Teks Bacaan:
Karena aksiologi adalah sebuah ilmu
yang mempelajari dan membahas tentang nilai, maka di sini perlu juga dijelaskan
pengertian tentang nilai. Dari segi bahasa, nilai diartikan sebagai
sifat-sifat (hal-hal) yang penting atau berguna bagi kemanusiaan. Menurut Brennan, nilai
adalah kualitas yang dipahami dalam estetika, etika, moral dan pengalaman
religius, bukanlah murni pandangan pribadi terbatas pada lingkungan manusia.
Nilai merupakan bagian dari keseluruhan situasi metafisik di alam semesta
seluruhnya (bukan hanya bagian dari manusia). Sedang Katsoff menyebutkan empat
macam arti nilai, yaitu :
1.
Mengandung nilai artinya berguna
2.
Merupakan nilai artinya baik, atau benar atau
indah
3.
Mempunyai nilai artinya mempunyai kualitas yang
dapat menyebabkan seseorang bersikap menyetujui
4.
Memberi nilai artinya menjadi objek keinginan.
Nicholas Rescher memberi beberapa batasan tentang nilai, sebagai
berikut :
1.

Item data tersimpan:
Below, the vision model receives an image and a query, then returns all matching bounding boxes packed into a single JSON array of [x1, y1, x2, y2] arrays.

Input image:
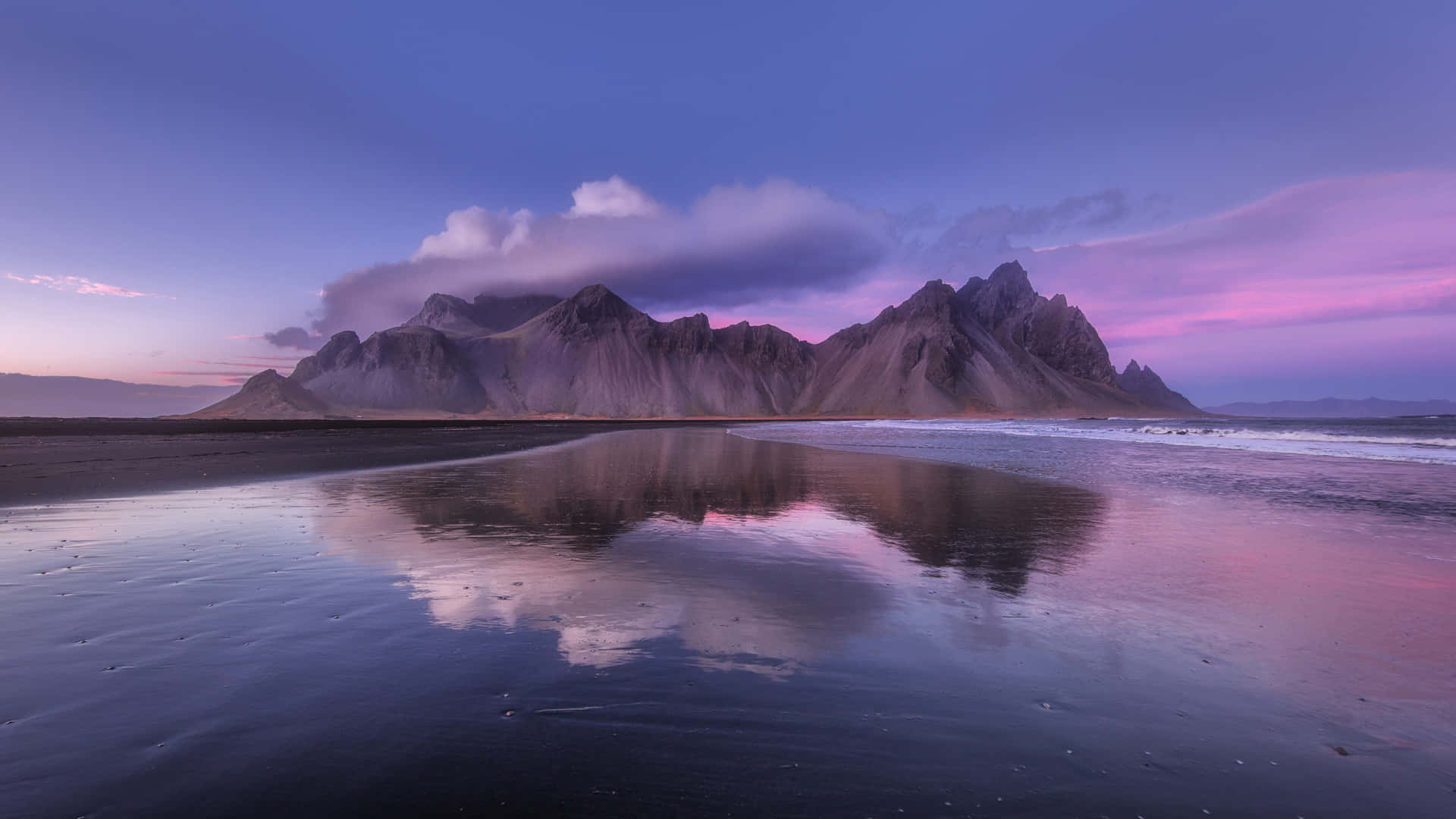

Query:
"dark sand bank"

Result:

...

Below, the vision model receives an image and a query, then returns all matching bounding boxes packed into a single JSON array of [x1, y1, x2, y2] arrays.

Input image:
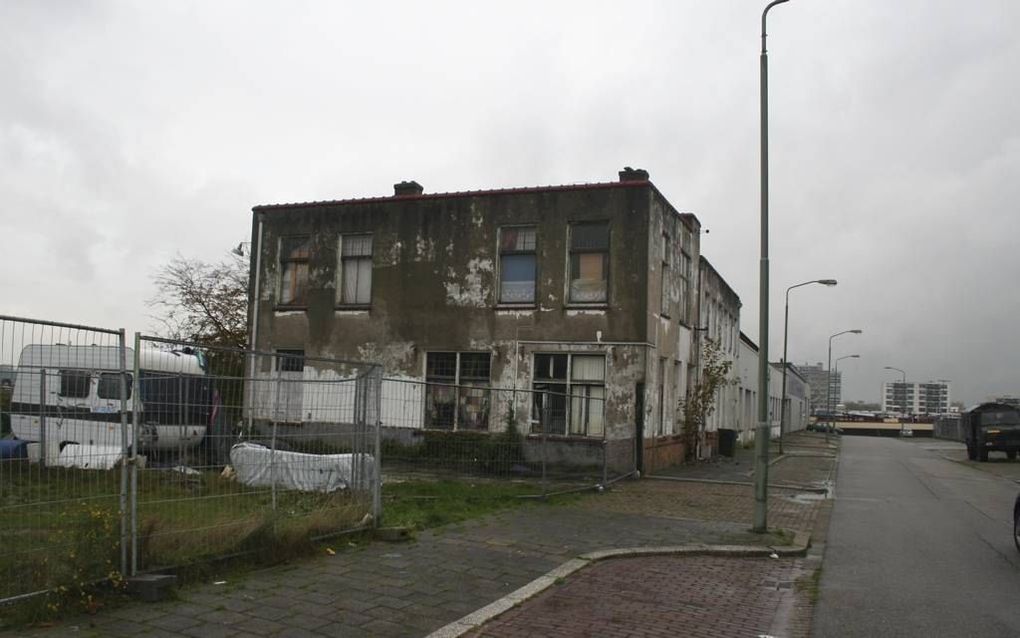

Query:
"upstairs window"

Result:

--

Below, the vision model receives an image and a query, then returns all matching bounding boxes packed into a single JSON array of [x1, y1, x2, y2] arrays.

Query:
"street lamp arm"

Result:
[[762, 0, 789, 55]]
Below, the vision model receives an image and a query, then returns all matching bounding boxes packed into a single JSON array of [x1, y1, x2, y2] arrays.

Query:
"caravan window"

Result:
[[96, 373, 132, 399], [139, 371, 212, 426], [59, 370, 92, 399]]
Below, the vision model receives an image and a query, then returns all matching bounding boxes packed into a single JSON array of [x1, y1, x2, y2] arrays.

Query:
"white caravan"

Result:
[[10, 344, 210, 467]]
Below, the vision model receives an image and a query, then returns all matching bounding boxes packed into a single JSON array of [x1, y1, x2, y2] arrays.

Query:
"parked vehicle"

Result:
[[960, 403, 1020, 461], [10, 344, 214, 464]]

Isi Latihan:
Lanjutkan teks bacaan tentang pengertian nilai dalam aksiologi dari titik terakhir yang tertulis. Data tersebut merupakan bahan yang terpisah dari teks bacaan.

Jawaban Benar:
Suatu benda atau barang memiliki nilai atau
bernilai, apabila orang menginginkannya kemudian berusaha atau menambah
keinginan untuk memilikinya (George Lundberg).
2.
Nilai adalah sesuatu yang menimbulkan
penghargaan (R. Part and E. W. Burgess).
3. Nilai adalah dorongan untuk memperhatikan objek,
kualitas, atau keadaan yang dapat memuaskan keinginan. (Richard T. La Piere).
4.
Nilai adalah sesuatu objek dari setiap
keinginan (Howard Becker).
5. Nilai adalah harapan atau setiap keinginan atau
dipilih oleh seseorang, kadang-kadang dalam praktek : apa yang diinginkan oleh
seseorang (Stuart C. Dodd).
6. Nilai adalah arti yang diberikan atau yang
diikuti dalam perbuatan berdasarkan dari hasil pengamatan empirik para warga
masyarakat (Florjan Znaniceki).
7. Nilai adalah konsep, eksplisit atau implisit,
yang berbeda dari setiap orang atau kelompok, keinginan mengadakan pilihan
tentang arti perbuatan dan tujuan perbuatan Kluckhohn).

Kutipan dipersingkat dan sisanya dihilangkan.